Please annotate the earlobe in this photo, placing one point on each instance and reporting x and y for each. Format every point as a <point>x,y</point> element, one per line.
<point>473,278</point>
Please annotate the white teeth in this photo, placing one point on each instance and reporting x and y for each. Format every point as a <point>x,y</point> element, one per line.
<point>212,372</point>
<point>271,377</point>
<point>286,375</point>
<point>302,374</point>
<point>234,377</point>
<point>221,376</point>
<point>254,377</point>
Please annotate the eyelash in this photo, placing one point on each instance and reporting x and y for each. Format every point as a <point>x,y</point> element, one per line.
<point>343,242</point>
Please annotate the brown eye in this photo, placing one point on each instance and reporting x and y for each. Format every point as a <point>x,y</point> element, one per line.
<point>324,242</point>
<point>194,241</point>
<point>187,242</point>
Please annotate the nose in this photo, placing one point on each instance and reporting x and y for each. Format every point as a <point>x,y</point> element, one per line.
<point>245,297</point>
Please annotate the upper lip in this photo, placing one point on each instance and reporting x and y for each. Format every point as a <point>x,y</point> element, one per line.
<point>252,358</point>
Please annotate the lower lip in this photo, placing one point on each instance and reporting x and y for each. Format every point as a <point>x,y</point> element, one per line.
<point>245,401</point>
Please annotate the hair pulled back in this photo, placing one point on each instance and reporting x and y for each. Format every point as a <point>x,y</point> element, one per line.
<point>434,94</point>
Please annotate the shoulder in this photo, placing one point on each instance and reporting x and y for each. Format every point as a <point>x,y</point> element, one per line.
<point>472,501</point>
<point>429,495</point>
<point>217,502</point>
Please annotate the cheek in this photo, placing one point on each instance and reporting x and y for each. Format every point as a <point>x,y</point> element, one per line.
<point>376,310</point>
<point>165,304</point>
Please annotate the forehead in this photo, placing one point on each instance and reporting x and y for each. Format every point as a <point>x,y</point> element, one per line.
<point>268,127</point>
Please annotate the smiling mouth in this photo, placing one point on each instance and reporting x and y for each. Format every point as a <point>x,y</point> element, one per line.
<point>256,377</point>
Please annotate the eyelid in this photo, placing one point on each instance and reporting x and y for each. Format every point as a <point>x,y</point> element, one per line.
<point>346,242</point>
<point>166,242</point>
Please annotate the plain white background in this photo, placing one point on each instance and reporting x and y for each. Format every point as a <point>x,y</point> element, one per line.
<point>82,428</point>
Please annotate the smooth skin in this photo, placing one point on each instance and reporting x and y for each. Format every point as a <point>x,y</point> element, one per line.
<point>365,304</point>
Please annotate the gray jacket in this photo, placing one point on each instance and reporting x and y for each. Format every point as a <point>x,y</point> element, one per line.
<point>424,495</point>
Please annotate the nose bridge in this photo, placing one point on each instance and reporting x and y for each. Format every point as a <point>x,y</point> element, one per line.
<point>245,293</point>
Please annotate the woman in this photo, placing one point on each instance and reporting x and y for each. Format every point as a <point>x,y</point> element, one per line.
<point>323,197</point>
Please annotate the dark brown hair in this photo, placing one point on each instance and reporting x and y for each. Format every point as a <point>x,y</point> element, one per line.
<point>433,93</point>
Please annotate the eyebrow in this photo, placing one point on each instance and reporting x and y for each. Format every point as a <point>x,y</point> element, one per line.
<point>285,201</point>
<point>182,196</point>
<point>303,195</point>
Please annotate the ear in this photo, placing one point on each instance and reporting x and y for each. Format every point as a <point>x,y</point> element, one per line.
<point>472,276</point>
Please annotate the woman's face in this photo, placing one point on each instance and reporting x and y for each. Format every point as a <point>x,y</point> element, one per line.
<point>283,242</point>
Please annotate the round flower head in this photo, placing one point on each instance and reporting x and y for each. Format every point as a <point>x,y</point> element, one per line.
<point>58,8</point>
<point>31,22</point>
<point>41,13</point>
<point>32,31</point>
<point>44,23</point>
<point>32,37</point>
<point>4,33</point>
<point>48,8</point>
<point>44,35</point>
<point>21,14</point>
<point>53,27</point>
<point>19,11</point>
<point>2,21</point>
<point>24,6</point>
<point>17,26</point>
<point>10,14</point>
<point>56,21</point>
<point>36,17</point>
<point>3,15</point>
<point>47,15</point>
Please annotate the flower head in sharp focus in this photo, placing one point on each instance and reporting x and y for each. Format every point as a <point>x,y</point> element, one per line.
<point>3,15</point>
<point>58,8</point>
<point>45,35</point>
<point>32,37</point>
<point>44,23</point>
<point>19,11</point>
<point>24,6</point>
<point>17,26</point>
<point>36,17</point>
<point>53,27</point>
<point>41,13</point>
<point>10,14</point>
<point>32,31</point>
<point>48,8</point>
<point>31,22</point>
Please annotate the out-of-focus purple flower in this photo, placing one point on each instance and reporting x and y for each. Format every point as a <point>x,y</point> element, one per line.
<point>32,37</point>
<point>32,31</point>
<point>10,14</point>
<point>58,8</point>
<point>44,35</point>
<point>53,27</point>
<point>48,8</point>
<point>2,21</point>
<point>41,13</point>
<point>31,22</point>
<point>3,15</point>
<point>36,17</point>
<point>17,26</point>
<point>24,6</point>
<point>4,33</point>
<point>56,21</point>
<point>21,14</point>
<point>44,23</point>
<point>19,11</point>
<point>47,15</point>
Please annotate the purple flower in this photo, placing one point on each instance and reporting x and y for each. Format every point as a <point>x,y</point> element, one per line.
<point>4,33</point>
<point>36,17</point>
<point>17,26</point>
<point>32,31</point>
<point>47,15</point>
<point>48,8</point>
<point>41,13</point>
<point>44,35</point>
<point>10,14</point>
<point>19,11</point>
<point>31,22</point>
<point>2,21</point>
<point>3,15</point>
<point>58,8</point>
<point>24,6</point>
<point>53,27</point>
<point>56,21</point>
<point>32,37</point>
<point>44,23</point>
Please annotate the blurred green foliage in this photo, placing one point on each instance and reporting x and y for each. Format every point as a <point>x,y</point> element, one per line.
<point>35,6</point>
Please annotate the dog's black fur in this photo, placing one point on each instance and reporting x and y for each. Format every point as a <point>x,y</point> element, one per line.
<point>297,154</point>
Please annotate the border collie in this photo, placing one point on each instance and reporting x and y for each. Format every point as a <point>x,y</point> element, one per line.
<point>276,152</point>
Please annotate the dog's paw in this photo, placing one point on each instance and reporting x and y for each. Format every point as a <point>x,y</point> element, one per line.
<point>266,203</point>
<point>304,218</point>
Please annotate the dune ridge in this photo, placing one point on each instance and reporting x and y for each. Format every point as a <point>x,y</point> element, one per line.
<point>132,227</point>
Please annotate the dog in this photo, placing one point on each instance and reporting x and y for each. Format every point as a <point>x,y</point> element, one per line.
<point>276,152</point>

□ □ □ □

Exercise details: In full, transcribe each entry of the material exactly.

Response box:
Please annotate the earlobe in this photo, placing one point on each instance and reporting x and y for each. Format every point as a <point>x,y</point> element, one per line.
<point>473,278</point>
Please annotate the white teeth in this photo, placing one point on each instance and reporting x and y for each. Format every point as a <point>x,y</point> element, one per line.
<point>212,372</point>
<point>271,377</point>
<point>286,375</point>
<point>302,374</point>
<point>234,377</point>
<point>221,376</point>
<point>254,377</point>
Please annotate the eyelash in this photo, placing one point on each instance and reporting x and y for each. Format every point as a <point>x,y</point> element, one per line.
<point>343,242</point>
Please annotate the brown eye in this photo, placing one point on each instance and reporting x and y for each. Format every point as a <point>x,y</point> element, one per line.
<point>324,242</point>
<point>194,241</point>
<point>187,242</point>
Please annotate the nose in this photo, placing one point on each instance and reporting x and y for each. Format every point as a <point>x,y</point> element, one per line.
<point>245,297</point>
Please annotate the upper lip in this photo, placing one point on each instance and reporting x and y for each. Format every point as a <point>x,y</point> element, one per line.
<point>252,358</point>
Please annotate the lower lip in this photo, placing one point on each instance and reporting x and y for each. Format every point as a <point>x,y</point> element, one per line.
<point>245,401</point>
Please annotate the hair pulled back in this photo, placing one point on each instance and reporting x and y for each. Format every point as a <point>x,y</point> element, one per line.
<point>434,94</point>
Please annotate the shoulder in this photo, placing one point on each instance and reporting x and y for each. Format every point as a <point>x,y</point> element, one per line.
<point>472,501</point>
<point>429,495</point>
<point>217,502</point>
Please annotate the cheek in this photo, placing one point on each instance and reporting x and y for each. Format every point as a <point>x,y</point> element, one per line.
<point>376,310</point>
<point>165,304</point>
Please annotate the forehead in this photo, placing one point on each instance and reporting x and y for each. Format every point as a <point>x,y</point> element, one per line.
<point>268,127</point>
Please annotate the smiling mouth in this photo, placing one point on each instance and reporting x and y for each. Format every point as a <point>x,y</point> element, one per line.
<point>256,377</point>
Please annotate the eyelid in this photo, placing one point on each instance and reporting x and y for each. Format every point as a <point>x,y</point> element, one per line.
<point>346,242</point>
<point>166,242</point>
Please annotate the plain white background in this photo, placing one point on each instance and reporting x and y for each. Format every point as a <point>x,y</point> element, one per line.
<point>82,428</point>
Please annotate the smooth skin in this photo, placing one point on each instance and reporting x and y for each. Format every point as a <point>x,y</point> element, one per line.
<point>365,304</point>
Please annotate the gray jacket in this photo, placing one point on each instance and reporting x and y for each. Format every point as a <point>x,y</point> element, one per line.
<point>424,495</point>
Please annotate the nose bridge in this photo, placing one point on each instance and reporting x and y for each. Format every point as a <point>x,y</point> element, one per line.
<point>245,293</point>
Please annotate the woman in this photo, placing one point on each instance and reporting x and y for each. Format every point as a <point>x,y</point> element, one per line.
<point>323,197</point>
Please annotate the dark brown hair in this photo, placing one point on each instance and reporting x and y for each. Format every point as a <point>x,y</point> element, one per line.
<point>433,93</point>
Please annotate the eyebrow in this photo, placing one point on each instance and reporting x and y for each. Format every point as a <point>x,y</point> element, one per line.
<point>285,201</point>
<point>182,196</point>
<point>303,195</point>
Please annotate the ear in this photo, placing one point on each instance and reporting x and y for each. Format every point as a <point>x,y</point> element, one per line.
<point>472,276</point>
Please annotate the woman's face in this photo, placing one point on each instance and reporting x and y for each. Format every point as a <point>x,y</point> element, one per line.
<point>283,242</point>
Please annotate the round flower head in this photo, placing one point on each instance and reporting x and y for each. Format every point as a <point>x,y</point> element, one per line.
<point>58,8</point>
<point>31,22</point>
<point>41,13</point>
<point>32,31</point>
<point>44,23</point>
<point>32,37</point>
<point>4,33</point>
<point>48,8</point>
<point>44,35</point>
<point>21,14</point>
<point>53,27</point>
<point>19,11</point>
<point>2,21</point>
<point>24,6</point>
<point>17,26</point>
<point>10,14</point>
<point>56,21</point>
<point>36,17</point>
<point>3,15</point>
<point>47,15</point>
Please annotate the flower head in sharp focus in this photo, placing one point on each instance and reporting x and y for each. Format every point as a <point>x,y</point> element, one per line.
<point>3,15</point>
<point>58,8</point>
<point>45,35</point>
<point>32,37</point>
<point>44,23</point>
<point>19,11</point>
<point>24,6</point>
<point>17,26</point>
<point>36,17</point>
<point>53,27</point>
<point>41,13</point>
<point>10,14</point>
<point>32,31</point>
<point>48,8</point>
<point>31,22</point>
Please annotate the out-of-focus purple flower in this photo, placing one point on each instance and reporting x and y for each. Format every point as a <point>x,y</point> element, one per line.
<point>32,37</point>
<point>32,31</point>
<point>10,14</point>
<point>58,8</point>
<point>44,35</point>
<point>53,27</point>
<point>48,8</point>
<point>2,21</point>
<point>41,13</point>
<point>31,22</point>
<point>3,15</point>
<point>36,17</point>
<point>17,26</point>
<point>24,6</point>
<point>4,33</point>
<point>56,21</point>
<point>21,14</point>
<point>44,23</point>
<point>19,11</point>
<point>47,15</point>
Please annotate the purple flower in this photo, placing one point on each instance and reporting x and y for each. Format every point as a <point>x,y</point> element, one per line.
<point>4,33</point>
<point>36,17</point>
<point>17,26</point>
<point>32,31</point>
<point>47,15</point>
<point>48,8</point>
<point>41,13</point>
<point>44,35</point>
<point>10,14</point>
<point>19,11</point>
<point>31,22</point>
<point>2,21</point>
<point>3,15</point>
<point>58,8</point>
<point>24,6</point>
<point>53,27</point>
<point>56,21</point>
<point>32,37</point>
<point>44,23</point>
Please annotate the blurred green foliage in this photo, placing one point on each instance and reporting x and y for each. Format every point as a <point>x,y</point> element, one per line.
<point>35,6</point>
Please annotate the dog's black fur in this photo, placing one point on each instance and reporting x and y for each. Format every point as a <point>x,y</point> element, one per line.
<point>297,154</point>
Please annotate the border collie in this photo, placing one point on each instance and reporting x and y for each. Format every point as a <point>x,y</point> element, one per line.
<point>276,152</point>
Please annotate the dog's paw in this photo, placing one point on each instance and reporting x and y for each. Format every point as a <point>x,y</point> element, one per line.
<point>266,203</point>
<point>304,218</point>
Please annotate the dune ridge in this photo, placing one point on each instance and reporting x and y for each. Format every point as a <point>x,y</point> element, one per line.
<point>132,227</point>
Please annotate the dog in this photo, placing one point on each instance and reporting x and y for each. Format every point as a <point>x,y</point> element, one per line.
<point>276,152</point>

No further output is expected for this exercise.